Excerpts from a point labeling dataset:
>>

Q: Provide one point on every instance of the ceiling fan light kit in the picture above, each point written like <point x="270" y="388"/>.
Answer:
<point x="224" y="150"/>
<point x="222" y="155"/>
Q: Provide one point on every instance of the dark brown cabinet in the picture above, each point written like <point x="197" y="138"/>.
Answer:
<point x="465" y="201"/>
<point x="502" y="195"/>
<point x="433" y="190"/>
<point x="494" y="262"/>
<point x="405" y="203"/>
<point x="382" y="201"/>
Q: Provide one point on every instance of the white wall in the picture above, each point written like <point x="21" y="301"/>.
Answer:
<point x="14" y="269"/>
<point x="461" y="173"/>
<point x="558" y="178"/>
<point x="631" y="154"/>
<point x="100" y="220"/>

<<

Task details:
Rewrite every one of the entries above, putting "each instance" wherever "every instance" appears and keeping everything else unchanged.

Written answer:
Q: Provide one point on each instance of the ceiling fan light kit in the picture above, each point written like <point x="270" y="388"/>.
Answer:
<point x="224" y="150"/>
<point x="222" y="155"/>
Q: Provide one point on each instance of the dark brown cabinet in the picture above, each point written like <point x="197" y="138"/>.
Answer:
<point x="465" y="201"/>
<point x="502" y="195"/>
<point x="433" y="190"/>
<point x="494" y="262"/>
<point x="405" y="203"/>
<point x="382" y="201"/>
Q: Provide one point on each instance of the white wall in the picture above, each point written like <point x="21" y="301"/>.
Answer:
<point x="14" y="269"/>
<point x="461" y="173"/>
<point x="558" y="178"/>
<point x="631" y="154"/>
<point x="100" y="220"/>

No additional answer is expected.